(Problem to solve):
Translate into Spanish this sentence from the court judgment excerpt below: "In criminal cases the process is usually funded at public expense."

(Page extract):
::::

12. This procedure is cumbersome and redolent with the potential for unfairness. Many proposals have been mooted with a view to changing it. There are compelling reasons why change might be considered. No appeal in any court proceeding under the Constitution is ever more than a hearing and a re-hearing. Often it is less. From District Court to Circuit Court there is a full oral re-hearing in a civil or criminal case. The process is then complete. In a civil case, a Circuit Court judgment may be appealed to the High Court by a full oral re-hearing. The process is then complete. Circuit Court criminal decisions and High Court civil and criminal decisions can be appealed to the Court of Criminal Appeal or the Supreme Court on a point of law argued on the basis of a transcript. The process is then complete, barring a rare criminal appeal on a point of law of exceptional public importance from the Court of Criminal Appeal to the Supreme Court. In criminal cases the process is usually funded at public expense.

Facts
13. Jerome Panisi was employed from the 30th September 1991 as general manager of JVC in Ireland. His functions as general manager are set out in his written contract of that date. Having analysed that contract, and having heard the evidence of Jerome Panisi, I am satisfied that 90% of his work involved sales. He was not a technical person, versed in electrical engineering, but instead maintained a strong public face in Ireland on behalf of his employer as a salesman. The results of his work were impressive. In due course the employer by whom he was engaged, JVC (U.K.) Limited, became JVC Europe Limited. Nothing turns on that and I will call the employer ‘JVC’.

::::

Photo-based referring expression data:
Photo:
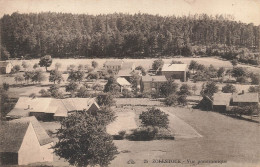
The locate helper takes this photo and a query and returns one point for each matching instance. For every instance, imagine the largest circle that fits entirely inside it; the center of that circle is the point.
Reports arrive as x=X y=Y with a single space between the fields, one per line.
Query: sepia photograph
x=129 y=83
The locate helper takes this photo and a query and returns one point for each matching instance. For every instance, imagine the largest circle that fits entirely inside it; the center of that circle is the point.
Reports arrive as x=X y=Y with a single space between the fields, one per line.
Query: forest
x=118 y=35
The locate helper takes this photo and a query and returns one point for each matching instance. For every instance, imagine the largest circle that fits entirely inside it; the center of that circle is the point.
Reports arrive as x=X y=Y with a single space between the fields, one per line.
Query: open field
x=146 y=63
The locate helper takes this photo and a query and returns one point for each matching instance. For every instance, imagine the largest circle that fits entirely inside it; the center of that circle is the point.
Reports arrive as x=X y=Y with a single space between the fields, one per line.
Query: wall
x=47 y=153
x=29 y=151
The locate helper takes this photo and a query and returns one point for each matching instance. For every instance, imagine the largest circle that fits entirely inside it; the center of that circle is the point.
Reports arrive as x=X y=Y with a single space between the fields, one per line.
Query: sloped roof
x=123 y=82
x=127 y=65
x=246 y=97
x=11 y=135
x=220 y=99
x=124 y=73
x=174 y=67
x=40 y=132
x=156 y=78
x=113 y=63
x=4 y=63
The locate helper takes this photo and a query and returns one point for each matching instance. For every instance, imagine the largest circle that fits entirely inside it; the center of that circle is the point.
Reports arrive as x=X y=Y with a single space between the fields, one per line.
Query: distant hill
x=122 y=35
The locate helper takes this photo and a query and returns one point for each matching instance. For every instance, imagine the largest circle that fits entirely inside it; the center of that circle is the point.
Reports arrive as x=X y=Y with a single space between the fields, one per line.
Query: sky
x=247 y=11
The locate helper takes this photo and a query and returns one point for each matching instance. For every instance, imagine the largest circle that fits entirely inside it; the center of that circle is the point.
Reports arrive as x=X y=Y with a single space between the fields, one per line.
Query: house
x=23 y=142
x=113 y=65
x=50 y=108
x=123 y=83
x=245 y=99
x=5 y=67
x=44 y=139
x=221 y=101
x=175 y=71
x=149 y=83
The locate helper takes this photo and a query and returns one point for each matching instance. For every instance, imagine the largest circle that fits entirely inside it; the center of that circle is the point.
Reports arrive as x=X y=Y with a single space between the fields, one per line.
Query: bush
x=154 y=117
x=143 y=134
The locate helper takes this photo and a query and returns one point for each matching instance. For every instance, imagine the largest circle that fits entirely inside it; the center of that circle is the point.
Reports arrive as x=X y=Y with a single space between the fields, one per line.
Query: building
x=50 y=108
x=24 y=142
x=175 y=71
x=5 y=67
x=221 y=101
x=149 y=83
x=113 y=65
x=123 y=83
x=245 y=99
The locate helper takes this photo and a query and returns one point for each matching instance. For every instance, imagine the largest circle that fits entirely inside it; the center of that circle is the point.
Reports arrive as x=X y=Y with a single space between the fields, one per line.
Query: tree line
x=64 y=35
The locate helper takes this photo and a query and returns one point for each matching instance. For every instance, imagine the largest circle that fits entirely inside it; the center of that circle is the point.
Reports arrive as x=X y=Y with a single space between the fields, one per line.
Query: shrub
x=154 y=117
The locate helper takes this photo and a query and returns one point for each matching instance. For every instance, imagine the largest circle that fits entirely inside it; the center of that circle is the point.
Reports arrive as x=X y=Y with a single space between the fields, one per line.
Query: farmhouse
x=5 y=67
x=221 y=101
x=21 y=144
x=175 y=71
x=123 y=83
x=149 y=83
x=244 y=99
x=113 y=65
x=49 y=108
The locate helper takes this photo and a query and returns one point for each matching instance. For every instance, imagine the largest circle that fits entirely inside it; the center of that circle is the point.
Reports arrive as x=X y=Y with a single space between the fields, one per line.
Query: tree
x=83 y=92
x=45 y=61
x=255 y=79
x=38 y=76
x=229 y=88
x=83 y=141
x=18 y=78
x=209 y=89
x=94 y=64
x=36 y=65
x=234 y=62
x=112 y=86
x=171 y=100
x=182 y=99
x=72 y=88
x=57 y=66
x=76 y=76
x=55 y=76
x=193 y=65
x=168 y=88
x=25 y=65
x=105 y=99
x=141 y=69
x=220 y=72
x=184 y=90
x=238 y=72
x=154 y=117
x=157 y=64
x=194 y=88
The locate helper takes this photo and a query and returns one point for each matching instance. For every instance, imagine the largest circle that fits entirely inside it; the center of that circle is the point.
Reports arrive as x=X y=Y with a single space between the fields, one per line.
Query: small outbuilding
x=5 y=67
x=175 y=71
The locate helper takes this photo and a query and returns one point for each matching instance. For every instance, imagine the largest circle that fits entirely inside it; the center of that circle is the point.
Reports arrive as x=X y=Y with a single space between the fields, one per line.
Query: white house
x=5 y=67
x=21 y=145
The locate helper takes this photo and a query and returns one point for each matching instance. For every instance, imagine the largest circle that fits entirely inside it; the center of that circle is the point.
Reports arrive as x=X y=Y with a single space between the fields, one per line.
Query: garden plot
x=125 y=121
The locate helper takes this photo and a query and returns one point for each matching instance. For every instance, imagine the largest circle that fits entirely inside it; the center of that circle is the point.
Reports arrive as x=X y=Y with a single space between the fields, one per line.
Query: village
x=169 y=85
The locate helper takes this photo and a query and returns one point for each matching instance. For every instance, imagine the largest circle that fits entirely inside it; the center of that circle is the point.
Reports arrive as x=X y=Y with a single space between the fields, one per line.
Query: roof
x=246 y=97
x=25 y=105
x=123 y=82
x=58 y=107
x=40 y=132
x=156 y=78
x=4 y=63
x=126 y=72
x=221 y=99
x=174 y=67
x=127 y=65
x=72 y=104
x=113 y=63
x=11 y=135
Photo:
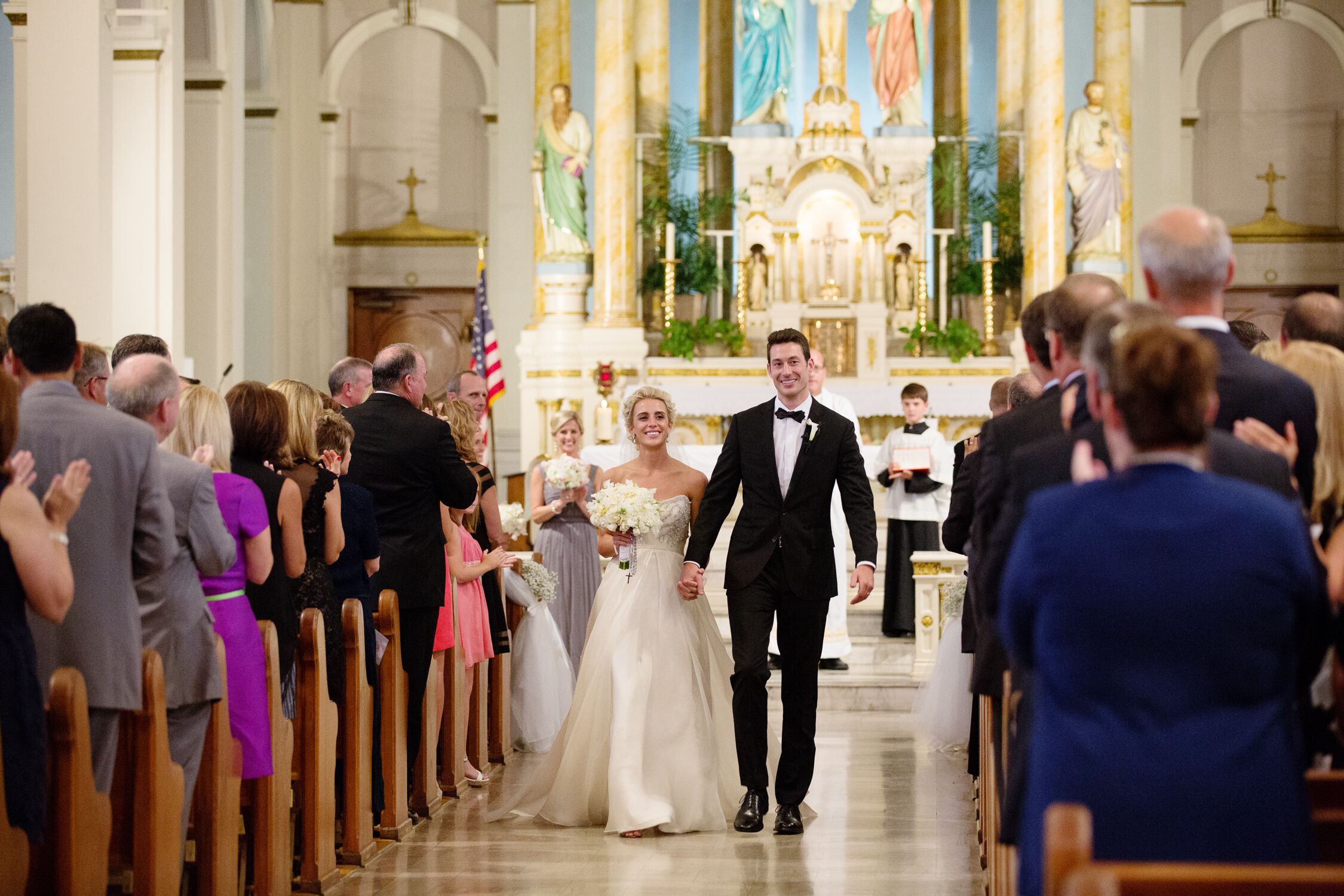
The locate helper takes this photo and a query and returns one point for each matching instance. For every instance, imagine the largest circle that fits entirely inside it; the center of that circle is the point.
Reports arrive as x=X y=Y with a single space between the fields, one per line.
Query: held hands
x=862 y=579
x=692 y=582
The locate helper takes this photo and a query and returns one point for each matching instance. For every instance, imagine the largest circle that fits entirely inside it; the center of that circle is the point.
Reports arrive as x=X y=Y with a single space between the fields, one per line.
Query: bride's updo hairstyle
x=1162 y=382
x=639 y=395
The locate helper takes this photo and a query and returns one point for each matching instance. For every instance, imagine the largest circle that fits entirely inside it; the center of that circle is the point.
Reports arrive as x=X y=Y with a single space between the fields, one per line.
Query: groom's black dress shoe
x=788 y=821
x=751 y=813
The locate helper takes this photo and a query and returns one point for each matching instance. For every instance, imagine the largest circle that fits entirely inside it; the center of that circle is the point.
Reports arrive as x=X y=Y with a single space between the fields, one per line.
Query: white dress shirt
x=788 y=441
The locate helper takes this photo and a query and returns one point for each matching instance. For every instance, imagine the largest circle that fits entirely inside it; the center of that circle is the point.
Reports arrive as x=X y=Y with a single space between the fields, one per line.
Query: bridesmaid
x=567 y=541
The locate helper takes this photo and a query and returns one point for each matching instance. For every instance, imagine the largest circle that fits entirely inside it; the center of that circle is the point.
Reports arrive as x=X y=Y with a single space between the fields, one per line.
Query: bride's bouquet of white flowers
x=565 y=472
x=624 y=507
x=514 y=520
x=539 y=579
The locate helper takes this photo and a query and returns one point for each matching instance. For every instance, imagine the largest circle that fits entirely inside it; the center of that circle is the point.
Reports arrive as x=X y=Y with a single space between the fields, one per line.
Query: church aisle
x=893 y=817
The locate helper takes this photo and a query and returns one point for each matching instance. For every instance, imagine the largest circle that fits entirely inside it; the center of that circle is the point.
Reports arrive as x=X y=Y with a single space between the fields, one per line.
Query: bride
x=648 y=742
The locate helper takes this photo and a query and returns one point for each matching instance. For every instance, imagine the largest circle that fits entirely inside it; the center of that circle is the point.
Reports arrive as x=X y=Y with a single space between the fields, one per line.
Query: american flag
x=486 y=349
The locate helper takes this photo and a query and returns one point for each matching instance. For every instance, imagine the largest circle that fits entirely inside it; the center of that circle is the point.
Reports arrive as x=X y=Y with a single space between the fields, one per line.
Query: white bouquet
x=513 y=520
x=539 y=579
x=565 y=472
x=624 y=507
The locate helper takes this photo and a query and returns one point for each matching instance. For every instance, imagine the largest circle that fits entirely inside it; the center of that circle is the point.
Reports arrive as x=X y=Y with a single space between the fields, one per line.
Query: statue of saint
x=1093 y=156
x=905 y=297
x=759 y=278
x=898 y=49
x=764 y=60
x=561 y=155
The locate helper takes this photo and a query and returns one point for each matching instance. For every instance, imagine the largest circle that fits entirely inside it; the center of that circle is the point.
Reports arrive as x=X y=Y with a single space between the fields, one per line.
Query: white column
x=18 y=14
x=69 y=161
x=1155 y=103
x=511 y=251
x=259 y=242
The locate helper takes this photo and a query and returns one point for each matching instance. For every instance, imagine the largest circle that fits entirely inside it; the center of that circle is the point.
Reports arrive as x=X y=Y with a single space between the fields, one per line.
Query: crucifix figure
x=830 y=289
x=412 y=183
x=1271 y=177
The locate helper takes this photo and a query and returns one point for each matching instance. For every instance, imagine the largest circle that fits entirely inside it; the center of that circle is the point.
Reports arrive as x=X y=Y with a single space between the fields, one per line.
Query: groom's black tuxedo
x=781 y=566
x=800 y=521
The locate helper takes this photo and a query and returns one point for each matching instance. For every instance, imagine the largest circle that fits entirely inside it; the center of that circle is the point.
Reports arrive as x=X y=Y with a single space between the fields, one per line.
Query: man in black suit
x=1187 y=260
x=788 y=456
x=409 y=462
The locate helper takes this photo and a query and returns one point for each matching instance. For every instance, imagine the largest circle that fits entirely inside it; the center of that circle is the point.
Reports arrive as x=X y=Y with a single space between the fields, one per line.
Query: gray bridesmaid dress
x=567 y=544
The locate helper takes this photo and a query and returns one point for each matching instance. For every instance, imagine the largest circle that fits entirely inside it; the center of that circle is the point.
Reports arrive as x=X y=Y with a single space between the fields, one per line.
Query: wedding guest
x=484 y=524
x=35 y=575
x=92 y=376
x=358 y=562
x=1314 y=317
x=567 y=541
x=203 y=433
x=174 y=618
x=260 y=419
x=350 y=381
x=409 y=464
x=1152 y=730
x=139 y=344
x=314 y=473
x=1248 y=333
x=125 y=527
x=1187 y=261
x=916 y=505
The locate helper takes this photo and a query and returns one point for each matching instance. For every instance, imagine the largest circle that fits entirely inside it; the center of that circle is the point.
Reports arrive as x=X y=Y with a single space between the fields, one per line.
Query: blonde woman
x=203 y=434
x=324 y=538
x=567 y=541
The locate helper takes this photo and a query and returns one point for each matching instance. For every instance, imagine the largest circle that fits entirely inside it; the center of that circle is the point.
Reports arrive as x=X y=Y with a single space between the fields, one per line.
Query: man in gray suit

::::

(Written solution):
En los casos penales, el proceso suele financiarse con fondos públicos.